UPDATED 6/21/2012
Everyone knows the environmental benefits of recycling. Turning landfill-clogging debris into useful products is fundamental to green building. Yet recycling construction-site waste is a lot more complicated than recycling household trash.
The construction industry produces a lot of waste: 325 million tons every year, according to the Construction Materials Recycling Association, an industry trade group.
Residential construction is only a slice of the pie, but even the job site of one single-family home produces plenty of junk: scraps of lumber, vinyl siding, drywall, asphalt shingles, plastic film, PVC pipe, cardboard and paper, and bits of a variety of metals.
Recycling construction and demolition (C&D) debris is an appealing alternative to landfill disposal, and it’s promoted heavily in green-building rating systems such as LEED. I wondered how the system really works, how much of the potentially salvageable construction debris actually gets salvaged, and how recycling directly affects a builder’s bottom line.
To do so, I made five hypothetical piles of debris at the job site: gypsum wallboard, plastics, metal, wood and asphalt roof shingles. Then I looked at what recycling options are available for each. Here’s the first of those reports.
Drywall: Many potential uses
Gypsum wallboard, the first choice for walls and ceilings in new construction, is almost all (92%) calcium sulfate dihydrate, a natural mineral mined from ancient ocean floors. Paper facings account for another 7%, and impurities and additives the rest.
Roughly 15 million tons of new drywall are produced every year in the U.S., of which 12%, or 2.7 million tons (and possibly more), is discarded during installation as pieces are cut to fit. Those numbers may be somewhat lower these days given the health of the building industry; still, it’s a lot. The Michigan Department of Environmental Quality estimates that drywall adds up to 26% of all new home construction waste, or 1.5 tons for each 2,000-sq. ft. home.
Because the raw materials that go into new drywall are relatively benign (drywall from demolition is another story), it shouldn’t be that hard to find ways of recycling it. On paper, the list of potential uses is long. It can be ground up and used to make new drywall, used as a soil amendment, added to stucco, mixed with sludge as a bulk drying agent, mixed with animal waste to reduce odor, used in the production of cement, combined with wood shavings for animal bedding, and sprinkled on garage floors to soak up grease and oil.
The alternative is sending it to a landfill, which is what happens to a lot of it now. Landfill disposal of gypsum wallboard creates a variety of problems, but the one that public officials hear about most often is the smell. “Drywall doesn’t do well in a landfill environment,” says Randy McMullin of the Maine Department of Environmental Protection. It produces hydrogen sulfide gas, whose noxious, rotten-egg odor can be detected in minute concentrations by the human nose. In high concentrations, the gas is toxic. The finer the material is ground up, the worse the problem gets.

---

▶ **Activity 1**
Answer these questions from the construction-waste article:
(a) How many tons of waste does the construction industry produce every year, according to the Construction Materials Recycling Association?
(b) What percentage of gypsum wallboard is calcium sulfate dihydrate?
(c) What gas does drywall produce in a landfill?
▶ **Activity 2**
From the construction-waste article, reproduce the passage starting with "Recycling construction and" and going on through "additives the rest.".

▶ **Exercise data**

---

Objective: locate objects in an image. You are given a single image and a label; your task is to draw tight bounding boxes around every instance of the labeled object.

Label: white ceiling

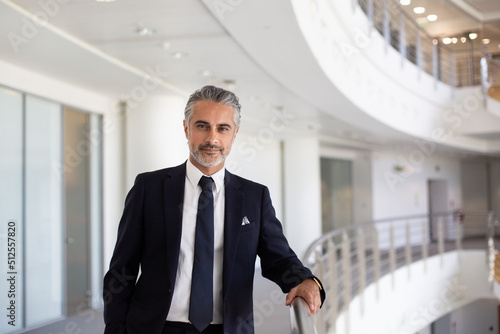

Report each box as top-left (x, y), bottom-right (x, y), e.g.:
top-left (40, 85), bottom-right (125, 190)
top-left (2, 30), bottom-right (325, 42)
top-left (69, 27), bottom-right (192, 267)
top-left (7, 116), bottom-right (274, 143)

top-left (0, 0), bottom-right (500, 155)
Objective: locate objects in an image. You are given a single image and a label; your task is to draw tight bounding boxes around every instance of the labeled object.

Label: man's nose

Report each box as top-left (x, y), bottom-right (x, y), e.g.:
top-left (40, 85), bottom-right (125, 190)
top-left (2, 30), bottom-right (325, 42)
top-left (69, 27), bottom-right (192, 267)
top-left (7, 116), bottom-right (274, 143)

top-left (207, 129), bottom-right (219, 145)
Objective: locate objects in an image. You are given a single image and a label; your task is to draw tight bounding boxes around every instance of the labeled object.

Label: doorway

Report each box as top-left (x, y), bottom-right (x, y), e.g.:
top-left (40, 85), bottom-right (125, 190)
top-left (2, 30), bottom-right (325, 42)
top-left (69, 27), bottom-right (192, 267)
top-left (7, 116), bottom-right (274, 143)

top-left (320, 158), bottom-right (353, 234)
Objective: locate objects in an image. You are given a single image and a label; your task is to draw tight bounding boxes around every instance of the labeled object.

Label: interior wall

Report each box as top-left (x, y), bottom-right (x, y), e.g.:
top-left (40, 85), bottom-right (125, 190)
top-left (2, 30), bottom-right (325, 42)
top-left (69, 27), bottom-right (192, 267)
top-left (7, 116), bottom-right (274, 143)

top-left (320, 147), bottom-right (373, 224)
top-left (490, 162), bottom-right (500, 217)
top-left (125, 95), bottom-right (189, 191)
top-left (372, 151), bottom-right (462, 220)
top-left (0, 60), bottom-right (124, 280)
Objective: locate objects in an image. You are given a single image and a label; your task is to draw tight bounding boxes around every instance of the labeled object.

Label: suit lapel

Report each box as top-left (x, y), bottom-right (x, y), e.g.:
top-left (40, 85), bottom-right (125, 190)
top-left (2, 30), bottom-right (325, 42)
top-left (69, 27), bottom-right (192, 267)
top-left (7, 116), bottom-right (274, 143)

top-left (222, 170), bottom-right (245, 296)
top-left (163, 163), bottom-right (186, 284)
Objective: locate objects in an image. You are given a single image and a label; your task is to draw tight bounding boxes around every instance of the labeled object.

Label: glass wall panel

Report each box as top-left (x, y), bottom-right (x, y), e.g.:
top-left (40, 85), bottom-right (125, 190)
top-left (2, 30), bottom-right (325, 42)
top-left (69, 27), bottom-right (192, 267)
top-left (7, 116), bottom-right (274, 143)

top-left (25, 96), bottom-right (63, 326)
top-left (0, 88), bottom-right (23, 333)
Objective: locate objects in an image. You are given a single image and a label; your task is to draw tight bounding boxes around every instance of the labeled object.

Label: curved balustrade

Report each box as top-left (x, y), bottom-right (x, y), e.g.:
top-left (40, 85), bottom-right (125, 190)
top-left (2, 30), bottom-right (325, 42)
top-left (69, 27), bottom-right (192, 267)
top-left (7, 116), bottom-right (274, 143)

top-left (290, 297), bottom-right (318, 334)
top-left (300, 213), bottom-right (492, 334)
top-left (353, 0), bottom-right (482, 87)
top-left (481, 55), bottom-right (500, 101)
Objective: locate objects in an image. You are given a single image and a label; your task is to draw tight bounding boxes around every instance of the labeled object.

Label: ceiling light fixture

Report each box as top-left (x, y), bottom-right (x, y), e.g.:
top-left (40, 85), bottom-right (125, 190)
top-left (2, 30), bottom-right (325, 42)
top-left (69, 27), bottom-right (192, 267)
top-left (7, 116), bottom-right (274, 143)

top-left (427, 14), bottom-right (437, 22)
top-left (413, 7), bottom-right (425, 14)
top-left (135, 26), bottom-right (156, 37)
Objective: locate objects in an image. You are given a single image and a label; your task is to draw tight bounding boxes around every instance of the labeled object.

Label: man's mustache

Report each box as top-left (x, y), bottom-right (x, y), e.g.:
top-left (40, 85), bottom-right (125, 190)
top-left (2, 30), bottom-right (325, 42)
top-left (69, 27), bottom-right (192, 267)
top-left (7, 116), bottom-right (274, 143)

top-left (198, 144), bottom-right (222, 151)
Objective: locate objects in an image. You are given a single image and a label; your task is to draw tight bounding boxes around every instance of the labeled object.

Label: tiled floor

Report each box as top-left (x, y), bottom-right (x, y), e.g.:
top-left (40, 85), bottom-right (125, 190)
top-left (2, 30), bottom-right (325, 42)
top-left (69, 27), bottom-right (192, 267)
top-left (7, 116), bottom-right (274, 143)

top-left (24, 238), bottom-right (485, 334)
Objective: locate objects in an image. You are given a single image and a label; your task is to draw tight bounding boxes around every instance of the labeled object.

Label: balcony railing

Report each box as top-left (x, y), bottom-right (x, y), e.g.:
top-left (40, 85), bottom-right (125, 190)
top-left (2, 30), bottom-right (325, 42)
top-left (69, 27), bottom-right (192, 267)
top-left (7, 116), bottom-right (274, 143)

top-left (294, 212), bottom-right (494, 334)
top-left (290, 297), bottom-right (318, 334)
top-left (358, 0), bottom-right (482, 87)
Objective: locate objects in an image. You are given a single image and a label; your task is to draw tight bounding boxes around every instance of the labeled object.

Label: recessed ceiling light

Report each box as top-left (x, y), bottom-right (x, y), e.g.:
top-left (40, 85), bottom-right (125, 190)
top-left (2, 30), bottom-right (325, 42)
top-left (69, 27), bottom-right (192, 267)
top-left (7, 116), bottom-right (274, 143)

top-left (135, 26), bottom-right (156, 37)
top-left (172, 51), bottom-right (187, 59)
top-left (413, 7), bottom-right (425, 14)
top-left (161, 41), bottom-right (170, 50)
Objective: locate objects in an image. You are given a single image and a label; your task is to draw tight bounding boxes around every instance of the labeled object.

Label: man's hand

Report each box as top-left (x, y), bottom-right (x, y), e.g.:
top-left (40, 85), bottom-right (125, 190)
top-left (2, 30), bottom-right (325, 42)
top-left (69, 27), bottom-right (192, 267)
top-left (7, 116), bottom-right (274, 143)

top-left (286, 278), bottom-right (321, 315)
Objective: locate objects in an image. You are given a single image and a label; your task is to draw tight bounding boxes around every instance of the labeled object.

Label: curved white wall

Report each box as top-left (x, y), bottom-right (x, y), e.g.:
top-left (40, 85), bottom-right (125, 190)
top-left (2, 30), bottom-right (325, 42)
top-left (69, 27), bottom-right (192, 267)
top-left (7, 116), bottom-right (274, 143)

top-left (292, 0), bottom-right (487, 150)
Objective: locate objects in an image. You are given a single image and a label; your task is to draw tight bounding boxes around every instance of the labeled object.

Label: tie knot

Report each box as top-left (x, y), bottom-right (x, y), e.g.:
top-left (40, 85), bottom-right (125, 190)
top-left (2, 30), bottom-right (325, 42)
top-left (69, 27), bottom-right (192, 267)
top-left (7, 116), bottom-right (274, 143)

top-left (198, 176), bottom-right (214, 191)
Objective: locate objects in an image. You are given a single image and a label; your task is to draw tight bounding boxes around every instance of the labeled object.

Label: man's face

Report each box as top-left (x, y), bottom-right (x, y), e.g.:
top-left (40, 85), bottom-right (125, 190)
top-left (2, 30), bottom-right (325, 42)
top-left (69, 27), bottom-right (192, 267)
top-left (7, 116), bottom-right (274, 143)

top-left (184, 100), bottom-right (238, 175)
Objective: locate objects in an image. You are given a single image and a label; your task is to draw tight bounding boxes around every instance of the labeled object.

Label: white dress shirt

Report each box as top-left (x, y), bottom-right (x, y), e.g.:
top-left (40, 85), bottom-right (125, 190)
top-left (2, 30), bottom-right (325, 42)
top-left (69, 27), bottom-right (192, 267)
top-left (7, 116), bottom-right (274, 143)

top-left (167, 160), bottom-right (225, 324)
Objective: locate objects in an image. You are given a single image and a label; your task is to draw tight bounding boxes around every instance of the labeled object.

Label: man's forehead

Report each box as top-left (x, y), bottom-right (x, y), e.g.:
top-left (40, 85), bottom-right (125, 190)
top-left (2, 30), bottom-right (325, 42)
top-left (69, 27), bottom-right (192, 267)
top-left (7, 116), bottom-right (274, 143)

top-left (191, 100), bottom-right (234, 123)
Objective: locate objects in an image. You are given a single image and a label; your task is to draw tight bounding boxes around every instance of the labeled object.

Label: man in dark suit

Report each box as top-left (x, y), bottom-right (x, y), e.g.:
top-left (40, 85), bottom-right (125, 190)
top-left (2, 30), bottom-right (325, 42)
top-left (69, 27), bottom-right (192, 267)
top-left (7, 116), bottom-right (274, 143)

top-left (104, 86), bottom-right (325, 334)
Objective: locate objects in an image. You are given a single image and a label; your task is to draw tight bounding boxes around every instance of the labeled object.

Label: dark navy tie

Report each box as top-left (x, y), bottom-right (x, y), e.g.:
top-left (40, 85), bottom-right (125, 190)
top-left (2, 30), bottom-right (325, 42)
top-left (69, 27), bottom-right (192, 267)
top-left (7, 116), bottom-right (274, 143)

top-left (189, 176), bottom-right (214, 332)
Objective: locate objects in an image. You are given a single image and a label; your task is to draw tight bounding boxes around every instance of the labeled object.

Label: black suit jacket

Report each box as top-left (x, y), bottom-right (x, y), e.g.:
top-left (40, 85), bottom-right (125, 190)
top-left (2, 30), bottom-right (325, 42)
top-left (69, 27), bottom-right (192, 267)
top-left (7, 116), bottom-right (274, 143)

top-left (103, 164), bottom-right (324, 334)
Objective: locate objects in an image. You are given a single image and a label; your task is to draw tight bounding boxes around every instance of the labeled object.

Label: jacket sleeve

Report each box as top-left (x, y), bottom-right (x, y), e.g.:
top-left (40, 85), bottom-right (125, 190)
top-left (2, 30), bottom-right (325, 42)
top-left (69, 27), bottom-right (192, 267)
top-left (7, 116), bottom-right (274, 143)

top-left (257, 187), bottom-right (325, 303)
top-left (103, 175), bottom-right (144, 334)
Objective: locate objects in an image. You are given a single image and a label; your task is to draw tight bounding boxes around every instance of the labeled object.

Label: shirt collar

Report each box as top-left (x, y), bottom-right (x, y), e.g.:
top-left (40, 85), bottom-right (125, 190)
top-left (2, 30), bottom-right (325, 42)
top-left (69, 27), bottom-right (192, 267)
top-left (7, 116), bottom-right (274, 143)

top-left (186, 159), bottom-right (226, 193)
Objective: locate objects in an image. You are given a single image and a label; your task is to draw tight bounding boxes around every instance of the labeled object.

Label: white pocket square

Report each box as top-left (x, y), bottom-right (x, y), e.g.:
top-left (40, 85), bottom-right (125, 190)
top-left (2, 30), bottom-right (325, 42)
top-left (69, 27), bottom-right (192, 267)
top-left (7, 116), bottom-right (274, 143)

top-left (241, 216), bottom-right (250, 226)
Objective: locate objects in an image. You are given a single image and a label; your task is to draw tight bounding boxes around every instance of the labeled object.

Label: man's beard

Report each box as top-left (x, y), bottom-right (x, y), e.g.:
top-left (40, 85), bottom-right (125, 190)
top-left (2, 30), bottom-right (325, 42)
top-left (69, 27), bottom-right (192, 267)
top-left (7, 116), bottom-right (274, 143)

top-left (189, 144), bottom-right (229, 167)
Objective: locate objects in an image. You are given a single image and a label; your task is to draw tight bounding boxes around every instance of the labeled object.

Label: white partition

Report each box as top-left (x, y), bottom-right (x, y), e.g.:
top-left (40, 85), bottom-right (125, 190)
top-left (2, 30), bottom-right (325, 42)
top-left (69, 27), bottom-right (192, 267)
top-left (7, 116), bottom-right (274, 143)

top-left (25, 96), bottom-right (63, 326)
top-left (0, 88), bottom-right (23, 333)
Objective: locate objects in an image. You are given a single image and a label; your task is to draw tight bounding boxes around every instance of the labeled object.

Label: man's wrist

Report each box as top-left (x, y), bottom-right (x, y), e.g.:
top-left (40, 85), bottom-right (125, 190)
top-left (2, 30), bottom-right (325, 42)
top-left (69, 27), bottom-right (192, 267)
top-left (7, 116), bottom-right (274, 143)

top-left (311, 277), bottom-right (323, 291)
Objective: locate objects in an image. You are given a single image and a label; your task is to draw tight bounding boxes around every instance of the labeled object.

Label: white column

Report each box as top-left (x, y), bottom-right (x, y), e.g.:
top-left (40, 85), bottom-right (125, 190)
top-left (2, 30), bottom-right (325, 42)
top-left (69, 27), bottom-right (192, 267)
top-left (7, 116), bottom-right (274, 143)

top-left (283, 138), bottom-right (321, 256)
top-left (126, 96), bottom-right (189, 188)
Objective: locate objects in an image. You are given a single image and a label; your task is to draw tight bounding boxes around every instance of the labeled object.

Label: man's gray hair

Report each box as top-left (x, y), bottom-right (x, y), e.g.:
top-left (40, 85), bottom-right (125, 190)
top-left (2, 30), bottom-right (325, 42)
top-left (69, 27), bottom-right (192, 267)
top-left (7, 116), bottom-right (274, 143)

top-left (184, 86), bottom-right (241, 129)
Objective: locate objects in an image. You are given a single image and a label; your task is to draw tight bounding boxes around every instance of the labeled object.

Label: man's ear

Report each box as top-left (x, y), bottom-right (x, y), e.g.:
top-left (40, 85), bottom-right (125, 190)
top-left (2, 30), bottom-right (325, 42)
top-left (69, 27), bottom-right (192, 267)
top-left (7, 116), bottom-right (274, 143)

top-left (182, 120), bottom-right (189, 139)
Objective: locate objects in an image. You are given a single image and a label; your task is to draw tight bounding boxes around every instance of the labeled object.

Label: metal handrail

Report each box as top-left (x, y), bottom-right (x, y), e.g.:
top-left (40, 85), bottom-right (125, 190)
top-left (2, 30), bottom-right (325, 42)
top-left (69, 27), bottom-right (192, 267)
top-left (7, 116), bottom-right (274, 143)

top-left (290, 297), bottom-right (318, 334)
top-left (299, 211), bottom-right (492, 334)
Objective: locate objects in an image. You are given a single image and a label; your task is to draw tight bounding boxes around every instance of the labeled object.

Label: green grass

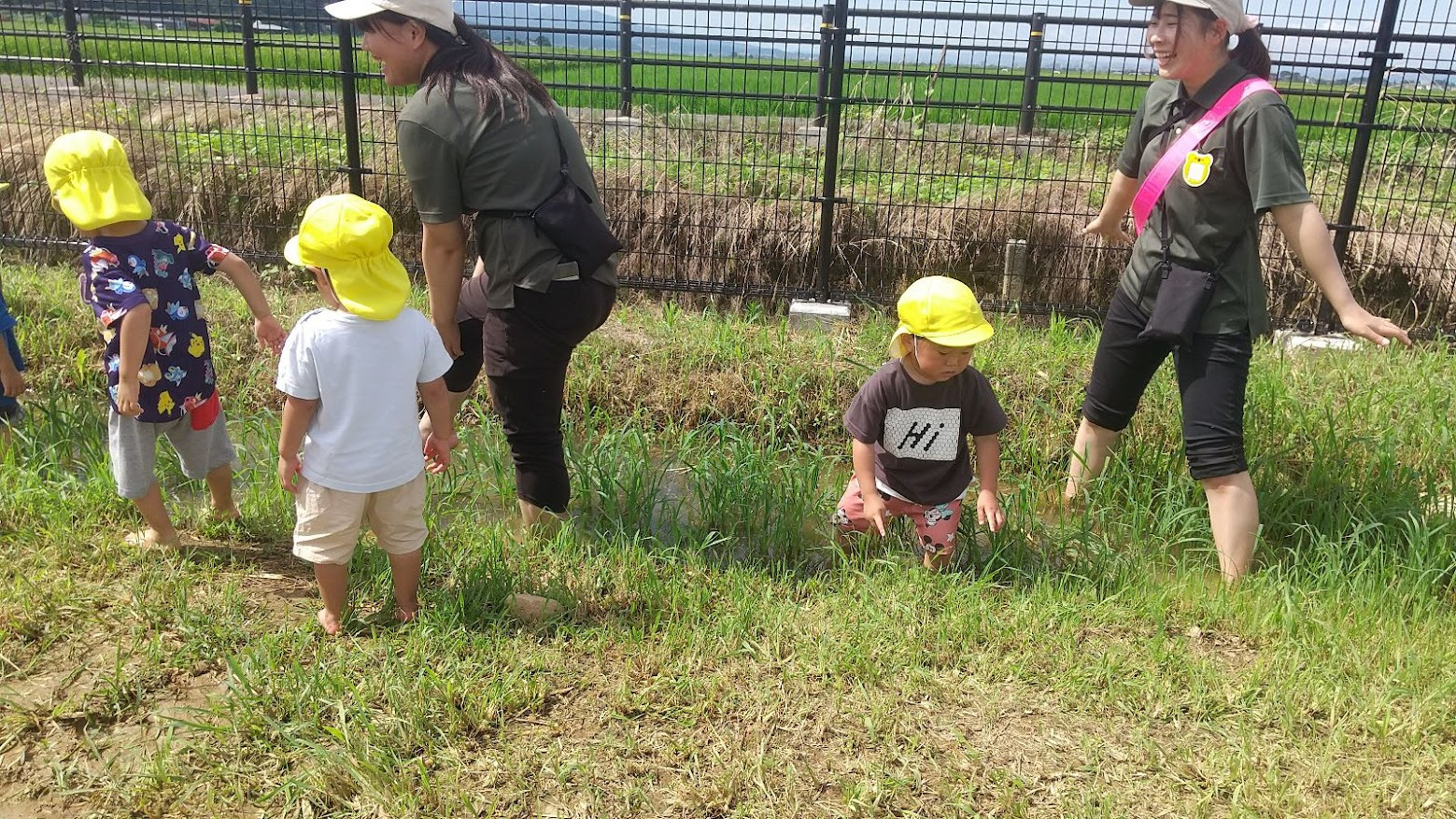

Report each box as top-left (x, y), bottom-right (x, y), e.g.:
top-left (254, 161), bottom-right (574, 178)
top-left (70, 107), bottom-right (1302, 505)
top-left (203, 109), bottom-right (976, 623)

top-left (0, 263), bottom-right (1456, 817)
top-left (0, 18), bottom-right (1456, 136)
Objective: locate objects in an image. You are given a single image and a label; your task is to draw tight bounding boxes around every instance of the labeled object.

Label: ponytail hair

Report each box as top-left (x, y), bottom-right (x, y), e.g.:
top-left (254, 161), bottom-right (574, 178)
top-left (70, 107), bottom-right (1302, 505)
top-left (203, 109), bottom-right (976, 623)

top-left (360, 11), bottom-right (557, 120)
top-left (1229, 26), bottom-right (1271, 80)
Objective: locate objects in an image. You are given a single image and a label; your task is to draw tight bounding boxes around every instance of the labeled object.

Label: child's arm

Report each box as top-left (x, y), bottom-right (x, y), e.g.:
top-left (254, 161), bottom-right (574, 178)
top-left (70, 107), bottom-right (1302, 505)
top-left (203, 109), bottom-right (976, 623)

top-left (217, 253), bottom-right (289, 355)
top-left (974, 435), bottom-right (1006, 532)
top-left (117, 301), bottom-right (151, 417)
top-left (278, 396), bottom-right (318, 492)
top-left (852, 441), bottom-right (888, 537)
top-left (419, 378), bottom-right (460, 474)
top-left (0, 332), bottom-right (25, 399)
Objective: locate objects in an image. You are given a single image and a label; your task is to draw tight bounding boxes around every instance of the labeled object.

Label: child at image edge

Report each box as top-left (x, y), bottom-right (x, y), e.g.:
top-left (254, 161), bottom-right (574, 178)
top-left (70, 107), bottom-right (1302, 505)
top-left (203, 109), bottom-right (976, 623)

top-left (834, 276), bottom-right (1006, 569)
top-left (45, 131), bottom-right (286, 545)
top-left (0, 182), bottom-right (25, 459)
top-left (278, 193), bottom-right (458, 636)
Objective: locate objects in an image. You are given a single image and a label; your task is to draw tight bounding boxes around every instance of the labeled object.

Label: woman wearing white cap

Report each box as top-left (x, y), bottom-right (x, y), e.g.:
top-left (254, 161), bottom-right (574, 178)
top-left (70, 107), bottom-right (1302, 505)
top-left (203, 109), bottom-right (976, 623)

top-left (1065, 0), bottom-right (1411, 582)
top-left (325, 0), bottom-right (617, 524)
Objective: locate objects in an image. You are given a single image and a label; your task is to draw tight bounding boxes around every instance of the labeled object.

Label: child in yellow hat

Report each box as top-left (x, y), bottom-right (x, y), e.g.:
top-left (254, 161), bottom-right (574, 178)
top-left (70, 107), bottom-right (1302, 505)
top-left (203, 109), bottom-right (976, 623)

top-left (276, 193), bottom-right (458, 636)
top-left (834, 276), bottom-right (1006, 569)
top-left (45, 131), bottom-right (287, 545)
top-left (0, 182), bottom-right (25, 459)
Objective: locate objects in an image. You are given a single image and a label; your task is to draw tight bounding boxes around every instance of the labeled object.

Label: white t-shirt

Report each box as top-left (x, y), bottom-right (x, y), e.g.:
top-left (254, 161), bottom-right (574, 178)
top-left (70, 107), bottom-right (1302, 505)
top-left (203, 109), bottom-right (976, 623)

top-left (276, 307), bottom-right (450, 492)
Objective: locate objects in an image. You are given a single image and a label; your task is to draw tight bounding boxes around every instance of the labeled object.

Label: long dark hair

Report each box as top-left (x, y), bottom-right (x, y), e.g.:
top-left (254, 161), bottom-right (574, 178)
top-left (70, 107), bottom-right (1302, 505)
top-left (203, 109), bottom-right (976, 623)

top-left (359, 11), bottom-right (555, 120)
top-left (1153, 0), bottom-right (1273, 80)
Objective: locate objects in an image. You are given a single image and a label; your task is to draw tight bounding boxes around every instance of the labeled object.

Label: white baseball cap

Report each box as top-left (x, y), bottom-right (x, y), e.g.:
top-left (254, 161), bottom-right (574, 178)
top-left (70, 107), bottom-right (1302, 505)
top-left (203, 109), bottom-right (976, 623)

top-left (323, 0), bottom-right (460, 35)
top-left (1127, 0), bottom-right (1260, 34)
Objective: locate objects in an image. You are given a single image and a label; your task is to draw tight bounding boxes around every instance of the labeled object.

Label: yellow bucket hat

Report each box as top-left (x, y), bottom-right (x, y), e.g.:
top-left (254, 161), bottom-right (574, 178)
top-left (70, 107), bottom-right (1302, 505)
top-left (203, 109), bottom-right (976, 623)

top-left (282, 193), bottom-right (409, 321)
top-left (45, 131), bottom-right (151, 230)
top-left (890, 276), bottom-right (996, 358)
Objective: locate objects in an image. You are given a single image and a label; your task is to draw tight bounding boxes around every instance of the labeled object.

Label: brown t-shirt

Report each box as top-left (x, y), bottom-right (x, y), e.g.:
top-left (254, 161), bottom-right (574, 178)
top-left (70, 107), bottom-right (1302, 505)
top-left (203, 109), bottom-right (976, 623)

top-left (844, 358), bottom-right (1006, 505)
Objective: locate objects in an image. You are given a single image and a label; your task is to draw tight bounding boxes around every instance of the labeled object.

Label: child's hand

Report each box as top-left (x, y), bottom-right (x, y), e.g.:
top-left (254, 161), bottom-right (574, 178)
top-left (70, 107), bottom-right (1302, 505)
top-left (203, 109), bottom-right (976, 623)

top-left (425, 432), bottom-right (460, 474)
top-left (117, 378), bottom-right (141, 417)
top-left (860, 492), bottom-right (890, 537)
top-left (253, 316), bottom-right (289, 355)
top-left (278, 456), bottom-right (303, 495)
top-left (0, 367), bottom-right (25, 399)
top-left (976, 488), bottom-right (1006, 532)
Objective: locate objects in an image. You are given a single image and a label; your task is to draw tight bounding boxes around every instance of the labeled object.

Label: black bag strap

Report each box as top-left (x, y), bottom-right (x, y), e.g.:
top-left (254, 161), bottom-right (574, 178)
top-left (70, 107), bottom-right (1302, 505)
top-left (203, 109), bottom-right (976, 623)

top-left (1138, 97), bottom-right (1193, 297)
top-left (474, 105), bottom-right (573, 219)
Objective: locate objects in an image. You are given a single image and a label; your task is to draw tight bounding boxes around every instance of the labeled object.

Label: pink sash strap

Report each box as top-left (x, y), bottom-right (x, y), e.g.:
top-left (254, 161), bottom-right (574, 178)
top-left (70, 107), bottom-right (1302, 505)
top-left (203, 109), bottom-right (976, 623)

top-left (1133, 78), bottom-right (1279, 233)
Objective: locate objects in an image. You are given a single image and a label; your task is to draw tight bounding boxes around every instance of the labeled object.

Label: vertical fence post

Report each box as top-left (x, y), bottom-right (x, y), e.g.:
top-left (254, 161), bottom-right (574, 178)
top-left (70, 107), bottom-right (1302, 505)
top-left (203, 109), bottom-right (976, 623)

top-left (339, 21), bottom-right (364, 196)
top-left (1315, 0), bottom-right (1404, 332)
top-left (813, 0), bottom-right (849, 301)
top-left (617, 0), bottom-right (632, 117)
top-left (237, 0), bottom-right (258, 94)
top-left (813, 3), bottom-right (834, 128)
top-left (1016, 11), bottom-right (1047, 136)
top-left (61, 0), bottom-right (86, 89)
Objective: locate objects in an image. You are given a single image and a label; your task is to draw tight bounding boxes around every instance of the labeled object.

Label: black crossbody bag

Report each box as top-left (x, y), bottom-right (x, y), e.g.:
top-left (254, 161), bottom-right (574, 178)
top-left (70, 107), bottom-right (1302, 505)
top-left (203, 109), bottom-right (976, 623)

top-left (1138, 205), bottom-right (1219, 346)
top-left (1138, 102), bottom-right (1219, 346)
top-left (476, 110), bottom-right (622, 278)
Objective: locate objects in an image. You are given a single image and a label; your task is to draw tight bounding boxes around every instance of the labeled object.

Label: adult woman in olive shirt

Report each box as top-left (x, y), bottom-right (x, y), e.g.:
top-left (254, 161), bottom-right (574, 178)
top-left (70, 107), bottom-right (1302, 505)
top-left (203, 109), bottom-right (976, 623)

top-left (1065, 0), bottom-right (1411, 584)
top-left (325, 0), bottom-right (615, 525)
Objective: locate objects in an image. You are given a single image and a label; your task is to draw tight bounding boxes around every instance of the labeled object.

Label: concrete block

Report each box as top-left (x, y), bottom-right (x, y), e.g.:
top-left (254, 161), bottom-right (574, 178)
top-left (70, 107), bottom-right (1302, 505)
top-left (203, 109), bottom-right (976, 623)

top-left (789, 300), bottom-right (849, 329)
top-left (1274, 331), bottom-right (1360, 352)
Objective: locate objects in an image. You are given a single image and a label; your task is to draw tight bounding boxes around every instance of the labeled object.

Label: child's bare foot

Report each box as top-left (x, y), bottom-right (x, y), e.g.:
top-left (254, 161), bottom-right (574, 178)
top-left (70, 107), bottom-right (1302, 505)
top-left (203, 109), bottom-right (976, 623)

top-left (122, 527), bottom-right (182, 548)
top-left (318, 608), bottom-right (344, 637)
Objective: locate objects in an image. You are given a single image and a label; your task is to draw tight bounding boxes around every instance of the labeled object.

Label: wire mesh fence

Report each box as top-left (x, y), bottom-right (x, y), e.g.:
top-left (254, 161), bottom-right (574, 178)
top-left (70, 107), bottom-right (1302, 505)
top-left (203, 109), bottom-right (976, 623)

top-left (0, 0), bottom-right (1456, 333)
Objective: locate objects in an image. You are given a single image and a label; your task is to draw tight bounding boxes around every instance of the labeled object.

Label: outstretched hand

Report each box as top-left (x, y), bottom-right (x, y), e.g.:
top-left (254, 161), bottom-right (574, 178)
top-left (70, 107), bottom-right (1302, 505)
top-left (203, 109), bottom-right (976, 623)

---

▶ **Response area 1**
(a) 325 million tons
(b) 92%
(c) Hydrogen sulfide

▶ **Response area 2**
Recycling construction and demolition (C&D) debris is an appealing alternative to landfill disposal, and it’s promoted heavily in green-building rating systems such as LEED. I wondered how the system really works, how much of the potentially salvageable construction debris actually gets salvaged, and how recycling directly affects a builder’s bottom line.
To do so, I made five hypothetical piles of debris at the job site: gypsum wallboard, plastics, metal, wood and asphalt roof shingles. Then I looked at what recycling options are available for each. Here’s the first of those reports.
Drywall: Many potential uses
Gypsum wallboard, the first choice for walls and ceilings in new construction, is almost all (92%) calcium sulfate dihydrate, a natural mineral mined from ancient ocean floors. Paper facings account for another 7%, and impurities and additives the rest.